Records
◆ ◆ ◆ ◆ ◆ ◆ ◆

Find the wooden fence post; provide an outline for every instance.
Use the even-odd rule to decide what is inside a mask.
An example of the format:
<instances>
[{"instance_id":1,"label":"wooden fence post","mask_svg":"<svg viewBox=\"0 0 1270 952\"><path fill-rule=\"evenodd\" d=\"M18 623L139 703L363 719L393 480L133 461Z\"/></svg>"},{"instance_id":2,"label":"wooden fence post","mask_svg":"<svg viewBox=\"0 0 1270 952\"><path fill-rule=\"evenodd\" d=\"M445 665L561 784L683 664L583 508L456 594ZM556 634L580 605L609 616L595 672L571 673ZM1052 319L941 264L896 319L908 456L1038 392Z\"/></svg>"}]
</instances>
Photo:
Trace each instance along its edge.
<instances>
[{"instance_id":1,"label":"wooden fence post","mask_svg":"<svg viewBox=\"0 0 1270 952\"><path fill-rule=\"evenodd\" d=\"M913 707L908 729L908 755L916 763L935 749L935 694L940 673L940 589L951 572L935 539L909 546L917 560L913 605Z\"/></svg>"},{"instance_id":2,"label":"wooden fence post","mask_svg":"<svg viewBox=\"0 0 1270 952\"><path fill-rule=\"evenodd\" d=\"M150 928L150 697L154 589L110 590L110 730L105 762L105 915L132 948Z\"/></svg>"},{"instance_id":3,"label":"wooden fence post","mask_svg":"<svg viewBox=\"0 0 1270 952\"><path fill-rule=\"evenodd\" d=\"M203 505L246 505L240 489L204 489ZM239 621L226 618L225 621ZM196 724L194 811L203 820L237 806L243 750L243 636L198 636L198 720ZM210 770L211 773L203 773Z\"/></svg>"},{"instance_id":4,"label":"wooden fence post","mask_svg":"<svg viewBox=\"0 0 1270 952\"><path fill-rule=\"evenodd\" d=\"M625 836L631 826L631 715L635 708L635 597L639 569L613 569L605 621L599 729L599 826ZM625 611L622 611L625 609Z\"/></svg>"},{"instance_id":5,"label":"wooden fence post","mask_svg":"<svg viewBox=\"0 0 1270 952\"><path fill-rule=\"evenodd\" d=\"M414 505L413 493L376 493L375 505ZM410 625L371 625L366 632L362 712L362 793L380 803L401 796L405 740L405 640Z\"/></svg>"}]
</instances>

◆ ◆ ◆ ◆ ◆ ◆ ◆

- _DO THIS_: Copy the lines above word for word, from first to last.

- _EXERCISE OUTPUT_:
Find the wooden fence post; provide an outline for every instance.
Use the even-odd rule to decide what is inside a mask.
An example of the format:
<instances>
[{"instance_id":1,"label":"wooden fence post","mask_svg":"<svg viewBox=\"0 0 1270 952\"><path fill-rule=\"evenodd\" d=\"M18 623L139 703L363 719L393 480L133 461Z\"/></svg>"},{"instance_id":2,"label":"wooden fence post","mask_svg":"<svg viewBox=\"0 0 1270 952\"><path fill-rule=\"evenodd\" d=\"M445 665L561 784L683 664L583 508L456 594ZM556 634L580 605L609 616L595 672L571 673ZM1052 319L941 264L896 319L908 456L1038 392Z\"/></svg>"}]
</instances>
Photo:
Trace each instance along its edge.
<instances>
[{"instance_id":1,"label":"wooden fence post","mask_svg":"<svg viewBox=\"0 0 1270 952\"><path fill-rule=\"evenodd\" d=\"M913 707L908 729L908 755L916 763L935 749L935 694L940 673L940 589L951 572L935 539L909 546L917 560L913 605Z\"/></svg>"},{"instance_id":2,"label":"wooden fence post","mask_svg":"<svg viewBox=\"0 0 1270 952\"><path fill-rule=\"evenodd\" d=\"M150 928L150 697L154 589L110 590L110 730L105 762L105 915L132 948Z\"/></svg>"},{"instance_id":3,"label":"wooden fence post","mask_svg":"<svg viewBox=\"0 0 1270 952\"><path fill-rule=\"evenodd\" d=\"M203 505L246 505L240 489L204 489ZM239 621L226 618L225 621ZM196 724L194 811L203 820L237 806L243 750L243 636L198 636L198 720ZM210 770L211 773L203 773Z\"/></svg>"},{"instance_id":4,"label":"wooden fence post","mask_svg":"<svg viewBox=\"0 0 1270 952\"><path fill-rule=\"evenodd\" d=\"M625 836L631 826L631 715L635 708L635 597L639 569L613 569L605 621L599 729L599 826ZM625 611L622 611L625 609Z\"/></svg>"},{"instance_id":5,"label":"wooden fence post","mask_svg":"<svg viewBox=\"0 0 1270 952\"><path fill-rule=\"evenodd\" d=\"M414 505L413 493L376 493L375 505ZM410 625L371 625L366 632L362 712L362 793L380 803L401 796L405 740L405 640Z\"/></svg>"}]
</instances>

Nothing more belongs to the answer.